------ DOCUMENT PASSAGE

Wednesday, June 12, 2013

Great expectations

Armenia, photo by Tanya Andren
Aria Kinch, Armenia, 2001-2003
By Kristen Hare
  She knew, before she left Michigan, what the Peace Corps was, and what the Peace Corps wasn’t. At least a little.
  Aria Kinch agreed when the recruiter told her that she’d get way more out of these two years than she’d ever give. She understood that life in Armenia would be hard in a million ways life had never been hard before. And she got that the Peace Corps’ logo, “The toughest job you’ll ever love,” wasn’t false advertising.
  Still, with each conversation she had before leaving home, each goodbye, her excitement and her expectations grew.
  “Go out and change the world,” her friends, family and colleagues told her again and again.
  On the plane ride from Washington D.C. into Zvartnots International Airport, Aria carried that with her. 
  Go out. 
  Change the world. 
  The sense of possibility buzzed around inside her.
  Off the plane, the Peace Corps staff took Aria’s group to Zvartnots Cathedral, an Armenian heritage site, for a welcome ceremony.

------------
------ ITEMS

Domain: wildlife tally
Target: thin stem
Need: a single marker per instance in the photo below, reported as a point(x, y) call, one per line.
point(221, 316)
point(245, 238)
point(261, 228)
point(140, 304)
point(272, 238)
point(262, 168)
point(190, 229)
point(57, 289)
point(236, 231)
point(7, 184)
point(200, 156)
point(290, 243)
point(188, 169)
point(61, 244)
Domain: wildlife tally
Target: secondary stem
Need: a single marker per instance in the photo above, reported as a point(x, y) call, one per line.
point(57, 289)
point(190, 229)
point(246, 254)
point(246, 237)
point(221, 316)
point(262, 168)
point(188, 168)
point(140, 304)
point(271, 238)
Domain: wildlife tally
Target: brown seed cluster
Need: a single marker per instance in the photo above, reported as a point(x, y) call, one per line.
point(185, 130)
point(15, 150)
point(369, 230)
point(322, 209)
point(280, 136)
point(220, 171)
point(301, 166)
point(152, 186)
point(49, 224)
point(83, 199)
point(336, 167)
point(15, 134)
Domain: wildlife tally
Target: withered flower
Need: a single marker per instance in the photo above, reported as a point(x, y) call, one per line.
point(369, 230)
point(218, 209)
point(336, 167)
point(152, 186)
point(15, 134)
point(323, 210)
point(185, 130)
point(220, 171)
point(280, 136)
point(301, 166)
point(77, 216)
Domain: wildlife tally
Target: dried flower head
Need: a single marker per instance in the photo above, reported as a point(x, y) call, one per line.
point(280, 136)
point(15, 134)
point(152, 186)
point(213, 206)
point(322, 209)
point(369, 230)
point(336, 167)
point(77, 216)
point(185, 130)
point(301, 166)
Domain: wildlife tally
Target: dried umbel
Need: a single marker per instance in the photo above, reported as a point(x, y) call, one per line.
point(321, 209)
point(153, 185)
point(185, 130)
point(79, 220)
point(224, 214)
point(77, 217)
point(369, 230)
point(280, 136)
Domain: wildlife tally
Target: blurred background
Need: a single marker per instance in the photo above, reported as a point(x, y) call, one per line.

------------

• **OBJECTIVES**:
[1] In the Peace Corps passage, where did the staff take Aria's group for the welcome ceremony once they were off the plane?
[2] Quote the Peace Corps passage word for word between "Armenia, photo by" and "again and again.", inclusive.
The listing plays no part in this work.

• **EXERCISE RESULTS**:
[1] Zvartnots Cathedral, an Armenian heritage site.

[2]
Armenia, photo by Tanya Andren
Aria Kinch, Armenia, 2001-2003
By Kristen Hare
  She knew, before she left Michigan, what the Peace Corps was, and what the Peace Corps wasn’t. At least a little.
  Aria Kinch agreed when the recruiter told her that she’d get way more out of these two years than she’d ever give. She understood that life in Armenia would be hard in a million ways life had never been hard before. And she got that the Peace Corps’ logo, “The toughest job you’ll ever love,” wasn’t false advertising.
  Still, with each conversation she had before leaving home, each goodbye, her excitement and her expectations grew.
  “Go out and change the world,” her friends, family and colleagues told her again and again.